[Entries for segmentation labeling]

-- start --

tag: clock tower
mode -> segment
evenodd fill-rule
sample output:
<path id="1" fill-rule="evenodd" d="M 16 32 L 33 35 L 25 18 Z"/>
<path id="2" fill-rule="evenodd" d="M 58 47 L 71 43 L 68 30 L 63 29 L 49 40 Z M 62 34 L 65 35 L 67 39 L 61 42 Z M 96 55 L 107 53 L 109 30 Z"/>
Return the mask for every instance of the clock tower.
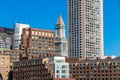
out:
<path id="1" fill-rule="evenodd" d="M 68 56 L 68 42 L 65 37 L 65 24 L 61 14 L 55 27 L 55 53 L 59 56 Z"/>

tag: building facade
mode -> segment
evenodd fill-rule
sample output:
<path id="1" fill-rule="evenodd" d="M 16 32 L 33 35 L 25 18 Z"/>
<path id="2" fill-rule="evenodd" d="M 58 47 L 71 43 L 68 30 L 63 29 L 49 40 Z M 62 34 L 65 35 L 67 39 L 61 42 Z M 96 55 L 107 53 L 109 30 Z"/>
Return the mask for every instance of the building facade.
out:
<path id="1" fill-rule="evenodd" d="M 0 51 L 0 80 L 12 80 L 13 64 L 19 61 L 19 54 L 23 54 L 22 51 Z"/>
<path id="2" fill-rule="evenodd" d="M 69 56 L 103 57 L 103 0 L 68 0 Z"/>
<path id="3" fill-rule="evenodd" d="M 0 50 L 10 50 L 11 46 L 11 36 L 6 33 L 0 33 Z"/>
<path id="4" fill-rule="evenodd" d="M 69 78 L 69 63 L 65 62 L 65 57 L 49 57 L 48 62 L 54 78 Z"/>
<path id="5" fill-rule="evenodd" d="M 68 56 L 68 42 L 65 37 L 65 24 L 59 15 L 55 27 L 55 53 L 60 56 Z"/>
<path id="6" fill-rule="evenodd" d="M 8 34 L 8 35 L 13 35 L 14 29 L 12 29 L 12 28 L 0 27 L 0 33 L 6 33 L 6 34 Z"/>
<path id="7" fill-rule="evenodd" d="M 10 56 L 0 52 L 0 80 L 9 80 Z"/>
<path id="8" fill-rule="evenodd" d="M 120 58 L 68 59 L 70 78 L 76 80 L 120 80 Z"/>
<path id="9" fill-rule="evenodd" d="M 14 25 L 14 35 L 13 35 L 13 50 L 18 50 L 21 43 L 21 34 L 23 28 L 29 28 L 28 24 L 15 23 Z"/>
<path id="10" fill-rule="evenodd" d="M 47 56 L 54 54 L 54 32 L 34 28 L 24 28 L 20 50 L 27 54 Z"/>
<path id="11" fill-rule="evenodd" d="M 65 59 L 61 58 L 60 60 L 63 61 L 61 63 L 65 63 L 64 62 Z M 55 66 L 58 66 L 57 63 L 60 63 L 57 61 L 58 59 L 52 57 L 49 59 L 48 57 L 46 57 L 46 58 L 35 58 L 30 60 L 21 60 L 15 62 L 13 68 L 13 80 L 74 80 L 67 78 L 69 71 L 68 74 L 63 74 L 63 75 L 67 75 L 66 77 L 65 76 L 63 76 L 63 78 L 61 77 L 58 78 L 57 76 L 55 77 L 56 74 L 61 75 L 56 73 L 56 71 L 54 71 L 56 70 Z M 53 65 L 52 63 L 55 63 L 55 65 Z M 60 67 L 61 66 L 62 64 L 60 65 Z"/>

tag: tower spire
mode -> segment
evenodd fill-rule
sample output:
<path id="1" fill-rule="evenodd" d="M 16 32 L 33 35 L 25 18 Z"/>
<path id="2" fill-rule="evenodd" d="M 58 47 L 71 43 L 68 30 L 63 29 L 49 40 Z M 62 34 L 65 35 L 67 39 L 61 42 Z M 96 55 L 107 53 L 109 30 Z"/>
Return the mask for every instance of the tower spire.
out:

-- end --

Exercise description: Reproduce every row above word for word, and leave out the pictures.

Written response:
tag: clock tower
mode -> segment
evenodd fill-rule
sample output:
<path id="1" fill-rule="evenodd" d="M 16 32 L 33 35 L 25 18 Z"/>
<path id="2" fill-rule="evenodd" d="M 58 47 L 71 43 L 68 30 L 63 29 L 49 40 Z M 62 34 L 65 35 L 67 39 L 61 42 Z M 96 55 L 107 53 L 109 30 Z"/>
Return the mask for every instance of the clock tower.
out:
<path id="1" fill-rule="evenodd" d="M 68 56 L 68 42 L 65 37 L 65 24 L 61 14 L 55 27 L 55 53 L 59 56 Z"/>

tag: building facade
mode -> segment
evenodd fill-rule
sample output:
<path id="1" fill-rule="evenodd" d="M 16 32 L 33 35 L 25 18 Z"/>
<path id="2" fill-rule="evenodd" d="M 58 47 L 71 43 L 68 30 L 63 29 L 49 40 Z M 62 34 L 65 35 L 67 39 L 61 42 Z M 96 55 L 107 53 L 109 30 Z"/>
Return the mask for every instance of the building facade.
out:
<path id="1" fill-rule="evenodd" d="M 0 51 L 0 80 L 12 80 L 13 64 L 19 61 L 19 54 L 23 54 L 22 51 Z"/>
<path id="2" fill-rule="evenodd" d="M 69 56 L 103 57 L 103 0 L 68 0 Z"/>
<path id="3" fill-rule="evenodd" d="M 0 50 L 10 50 L 11 46 L 11 36 L 6 33 L 0 33 Z"/>
<path id="4" fill-rule="evenodd" d="M 69 78 L 69 63 L 65 62 L 65 57 L 49 57 L 48 62 L 54 78 Z"/>
<path id="5" fill-rule="evenodd" d="M 68 56 L 68 42 L 65 37 L 65 24 L 59 15 L 55 27 L 55 53 L 60 56 Z"/>
<path id="6" fill-rule="evenodd" d="M 8 34 L 8 35 L 13 35 L 14 29 L 12 29 L 12 28 L 0 27 L 0 33 L 6 33 L 6 34 Z"/>
<path id="7" fill-rule="evenodd" d="M 10 56 L 0 52 L 0 80 L 9 80 Z"/>
<path id="8" fill-rule="evenodd" d="M 120 58 L 68 59 L 70 78 L 76 80 L 120 80 Z"/>
<path id="9" fill-rule="evenodd" d="M 14 25 L 14 35 L 13 35 L 13 50 L 18 50 L 21 43 L 21 34 L 23 28 L 29 28 L 28 24 L 15 23 Z"/>
<path id="10" fill-rule="evenodd" d="M 47 56 L 54 54 L 54 32 L 34 28 L 24 28 L 20 50 L 27 54 Z"/>
<path id="11" fill-rule="evenodd" d="M 65 59 L 61 58 L 60 60 L 63 61 L 61 63 L 65 63 L 64 62 Z M 55 66 L 58 66 L 57 63 L 60 63 L 57 61 L 58 59 L 52 57 L 49 59 L 48 57 L 46 57 L 46 58 L 35 58 L 30 60 L 21 60 L 15 62 L 13 68 L 13 80 L 74 80 L 67 78 L 69 71 L 68 74 L 63 74 L 63 75 L 67 75 L 66 77 L 65 76 L 63 76 L 63 78 L 61 77 L 58 78 L 57 76 L 55 77 L 56 74 L 61 75 L 56 73 L 56 71 L 54 71 L 56 70 Z M 53 65 L 52 63 L 55 63 L 55 65 Z M 60 67 L 61 66 L 62 64 L 60 65 Z"/>

tag: tower spire
mode -> segment
evenodd fill-rule
sample output:
<path id="1" fill-rule="evenodd" d="M 16 32 L 33 35 L 25 18 Z"/>
<path id="2" fill-rule="evenodd" d="M 58 47 L 71 43 L 68 30 L 63 29 L 49 40 Z M 62 34 L 65 35 L 67 39 L 61 42 Z M 96 55 L 107 53 L 109 30 Z"/>
Return the mask for every instance of the tower spire.
out:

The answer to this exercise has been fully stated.